Pull out every line of the entries below and copy each one word for word.

• [Annotation data for object locations]:
+ + + + +

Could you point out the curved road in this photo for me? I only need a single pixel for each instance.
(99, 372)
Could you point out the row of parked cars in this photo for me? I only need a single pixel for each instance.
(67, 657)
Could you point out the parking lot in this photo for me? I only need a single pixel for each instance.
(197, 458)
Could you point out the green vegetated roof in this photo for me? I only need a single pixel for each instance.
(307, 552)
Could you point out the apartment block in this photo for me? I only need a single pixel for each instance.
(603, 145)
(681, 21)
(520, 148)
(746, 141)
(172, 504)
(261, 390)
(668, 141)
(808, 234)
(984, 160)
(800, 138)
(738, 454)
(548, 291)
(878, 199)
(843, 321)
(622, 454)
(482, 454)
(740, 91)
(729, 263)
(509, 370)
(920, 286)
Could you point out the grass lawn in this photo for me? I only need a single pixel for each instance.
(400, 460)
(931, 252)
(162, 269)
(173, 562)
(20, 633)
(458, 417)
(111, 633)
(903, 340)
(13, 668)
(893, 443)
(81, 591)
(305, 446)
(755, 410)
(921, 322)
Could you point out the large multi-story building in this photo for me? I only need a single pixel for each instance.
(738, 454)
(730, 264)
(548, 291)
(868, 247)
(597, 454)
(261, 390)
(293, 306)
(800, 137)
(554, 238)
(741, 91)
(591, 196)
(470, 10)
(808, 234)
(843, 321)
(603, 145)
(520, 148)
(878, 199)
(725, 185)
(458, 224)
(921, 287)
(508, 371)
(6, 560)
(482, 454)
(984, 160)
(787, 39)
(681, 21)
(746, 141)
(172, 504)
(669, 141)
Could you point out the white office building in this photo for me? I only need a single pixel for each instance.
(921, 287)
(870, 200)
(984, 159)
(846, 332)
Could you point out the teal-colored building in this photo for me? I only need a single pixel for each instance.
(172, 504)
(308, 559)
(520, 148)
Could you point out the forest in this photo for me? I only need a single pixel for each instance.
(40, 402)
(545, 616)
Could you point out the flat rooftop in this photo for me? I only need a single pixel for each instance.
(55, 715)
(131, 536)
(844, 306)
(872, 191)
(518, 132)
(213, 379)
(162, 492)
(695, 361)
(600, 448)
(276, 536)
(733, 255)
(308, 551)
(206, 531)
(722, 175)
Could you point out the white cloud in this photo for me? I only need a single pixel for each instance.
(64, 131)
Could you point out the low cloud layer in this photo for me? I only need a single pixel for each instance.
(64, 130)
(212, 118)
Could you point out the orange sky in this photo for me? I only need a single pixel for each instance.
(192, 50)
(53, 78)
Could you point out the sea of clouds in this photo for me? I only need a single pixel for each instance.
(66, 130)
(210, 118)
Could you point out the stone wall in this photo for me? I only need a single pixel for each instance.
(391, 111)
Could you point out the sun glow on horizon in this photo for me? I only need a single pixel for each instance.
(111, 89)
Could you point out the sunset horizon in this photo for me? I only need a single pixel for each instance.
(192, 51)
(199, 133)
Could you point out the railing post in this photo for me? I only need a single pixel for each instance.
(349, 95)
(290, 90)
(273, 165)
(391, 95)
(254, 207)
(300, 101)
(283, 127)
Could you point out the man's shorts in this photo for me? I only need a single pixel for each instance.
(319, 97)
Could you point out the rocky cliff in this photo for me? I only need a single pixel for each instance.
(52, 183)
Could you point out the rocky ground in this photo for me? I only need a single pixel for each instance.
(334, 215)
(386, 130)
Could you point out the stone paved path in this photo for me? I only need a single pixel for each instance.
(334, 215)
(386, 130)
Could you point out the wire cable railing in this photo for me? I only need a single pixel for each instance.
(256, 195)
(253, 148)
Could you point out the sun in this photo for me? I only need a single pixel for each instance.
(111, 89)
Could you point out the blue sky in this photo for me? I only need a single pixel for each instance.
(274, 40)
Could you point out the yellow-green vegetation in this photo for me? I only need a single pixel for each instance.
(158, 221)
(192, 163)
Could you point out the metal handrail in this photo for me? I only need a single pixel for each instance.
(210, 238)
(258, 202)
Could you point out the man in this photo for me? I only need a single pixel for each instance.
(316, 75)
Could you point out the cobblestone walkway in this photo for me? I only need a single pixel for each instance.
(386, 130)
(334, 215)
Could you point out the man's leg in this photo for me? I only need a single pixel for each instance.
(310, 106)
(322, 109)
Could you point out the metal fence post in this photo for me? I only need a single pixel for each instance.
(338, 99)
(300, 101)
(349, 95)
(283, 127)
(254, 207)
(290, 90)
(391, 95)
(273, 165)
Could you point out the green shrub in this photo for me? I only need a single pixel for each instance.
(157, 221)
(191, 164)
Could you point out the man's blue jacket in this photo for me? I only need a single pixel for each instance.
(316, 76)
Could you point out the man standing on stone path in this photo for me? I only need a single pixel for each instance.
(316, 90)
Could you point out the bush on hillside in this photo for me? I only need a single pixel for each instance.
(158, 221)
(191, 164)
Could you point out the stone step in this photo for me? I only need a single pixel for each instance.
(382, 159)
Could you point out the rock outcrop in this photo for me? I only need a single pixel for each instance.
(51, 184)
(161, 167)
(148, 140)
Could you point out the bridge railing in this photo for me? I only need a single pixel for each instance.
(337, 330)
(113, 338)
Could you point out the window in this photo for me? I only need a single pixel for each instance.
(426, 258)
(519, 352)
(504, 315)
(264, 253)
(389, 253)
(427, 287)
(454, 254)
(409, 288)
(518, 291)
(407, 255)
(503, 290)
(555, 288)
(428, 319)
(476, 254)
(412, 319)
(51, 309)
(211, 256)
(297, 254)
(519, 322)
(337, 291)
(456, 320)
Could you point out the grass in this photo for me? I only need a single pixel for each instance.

+ + + + +

• [Output for this exercise]:
Could you point out the curved road in this photo for me? I only need a single pixel for each instance.
(99, 372)
Could you point out the row of parked cars in this photo for me? I only need a single pixel for each instance.
(67, 657)
Could you point out the parking lot in this photo for me? I only need a single pixel for each instance.
(197, 458)
Could you point out the green vegetated roof in this photo for me? I only need a single pixel for each instance.
(307, 552)
Could you point out the apartment block in this photo for me? I only need a single pixel for each instance.
(603, 145)
(681, 21)
(520, 148)
(746, 141)
(172, 504)
(261, 390)
(668, 141)
(808, 234)
(984, 160)
(800, 138)
(738, 454)
(548, 291)
(878, 199)
(843, 321)
(622, 454)
(482, 454)
(740, 91)
(729, 263)
(509, 370)
(920, 286)
Could you point out the grass lawn in this photo for me? I only need a single pixel for each instance.
(400, 460)
(931, 252)
(162, 269)
(173, 562)
(20, 633)
(458, 417)
(111, 633)
(903, 340)
(13, 668)
(893, 443)
(81, 591)
(305, 446)
(755, 410)
(921, 322)
Could you point out the large multi-story building in this photo for me? I only need a single pixel for each instance.
(738, 454)
(730, 264)
(548, 291)
(868, 247)
(597, 454)
(261, 390)
(293, 306)
(800, 137)
(554, 238)
(741, 91)
(591, 196)
(470, 10)
(808, 234)
(843, 321)
(603, 145)
(520, 148)
(878, 199)
(725, 185)
(458, 224)
(921, 287)
(508, 371)
(6, 560)
(482, 454)
(984, 160)
(787, 39)
(681, 21)
(746, 141)
(172, 504)
(669, 141)
Could you point out the white office building in this photo for me? I only need a single pixel for each instance.
(921, 287)
(870, 200)
(984, 159)
(846, 332)
Could you point out the teal-colored building in this photo for me? I only need a single pixel for each instance.
(172, 504)
(308, 559)
(520, 148)
Could you point out the forest in this photo for me? I only need a single pixel for each instance.
(40, 402)
(545, 616)
Could you point out the flat rooftop in this photo for me? I only need a single pixel for each instance.
(55, 715)
(131, 536)
(844, 306)
(872, 191)
(518, 132)
(213, 379)
(162, 492)
(695, 361)
(600, 448)
(276, 536)
(733, 255)
(308, 551)
(206, 531)
(722, 175)
Could you point out the white cloud in this photo for me? I only need a single pixel for each instance.
(64, 131)
Could you point out the low cloud layer in this photo for me? I only need a single pixel for each instance.
(64, 130)
(212, 118)
Could you point out the orange sky in this photo for me? I only need a single pixel for each instance.
(192, 50)
(53, 78)
Could you point out the sea of clouds in this photo for me? I only need a single pixel for each instance.
(66, 130)
(210, 118)
Could you point out the stone wall in this photo for me? I only need a single pixel for each instance.
(391, 111)
Could you point out the sun glow on horizon in this photo for me? I only need a single pixel for each instance.
(111, 89)
Could you point out the sunset horizon in this photo for me? I only need a single pixel for each instance.
(192, 51)
(199, 133)
Could you point out the railing post in this photo for me? I only need a single pixel for each instance.
(349, 95)
(290, 90)
(273, 165)
(391, 95)
(254, 207)
(300, 101)
(283, 127)
Could you point out the man's shorts in this photo for me? I only need a single pixel for each instance.
(319, 97)
Could you point out the rocky cliff in this photo for me? I only need a single pixel for each instance.
(52, 183)
Could you point out the rocky ground in this photo for me? I only need a single pixel for each instance.
(334, 215)
(386, 130)
Could you point out the stone paved path in this photo for me? I only need a single pixel for each instance.
(334, 215)
(386, 130)
Could you point out the wire cable railing in this photo for me? I only need a single pixel for each instance.
(256, 195)
(253, 148)
Could you point out the sun in this photo for me? I only need a single pixel for each instance.
(111, 89)
Could you point out the blue sky in this photo for me? I only need a single pixel for each instance.
(274, 40)
Could you point out the yellow-green vegetation in this photo for me? I only need a single pixel for each instance.
(158, 221)
(192, 163)
Could you point out the metal handrail in this photo for me? I only need a single pixel for each instance.
(210, 238)
(258, 202)
Could you point out the man in this photo for me? I only need a single pixel for each instance.
(316, 75)
Could you point out the cobblestone walkway in this photo for me? I only need a single pixel for each instance.
(386, 130)
(334, 215)
Could you point out the man's leg in this photo for me? I only need a single pixel for each instance.
(310, 106)
(322, 109)
Could you point out the metal fence post in this photo for me? I only need a single pixel for each instance.
(338, 99)
(300, 101)
(349, 95)
(283, 127)
(254, 207)
(290, 90)
(391, 95)
(273, 165)
Could you point out the green shrub in this photo for me? I only need a single pixel for each instance.
(157, 221)
(191, 164)
Could you point out the man's blue jacket in this photo for me? I only need a single pixel for each instance.
(316, 76)
Could you point out the man standing on stone path in this photo for me? I only need a single pixel for each instance.
(316, 90)
Could you point out the bush on hillside in this photo for me? I only need a single pixel for each instance.
(158, 221)
(191, 164)
Could you point out the stone step in this photo for me? I only need a single pixel for each instance.
(382, 159)
Could you point out the rock outcrop in this photo for me? I only need a single pixel for each instance.
(51, 184)
(161, 167)
(148, 140)
Could you point out the bridge railing in this photo for me? I only need a single pixel for each instance.
(337, 330)
(113, 338)
Could you point out the window in this photo for me? I only need a single pixel for each instance.
(426, 258)
(519, 352)
(504, 315)
(264, 253)
(389, 253)
(427, 287)
(454, 254)
(409, 288)
(518, 291)
(407, 255)
(503, 290)
(555, 288)
(428, 319)
(476, 254)
(412, 319)
(51, 309)
(211, 256)
(297, 254)
(519, 322)
(337, 291)
(456, 320)
Could you point out the grass in this photo for me? I only need a single pixel for each instance.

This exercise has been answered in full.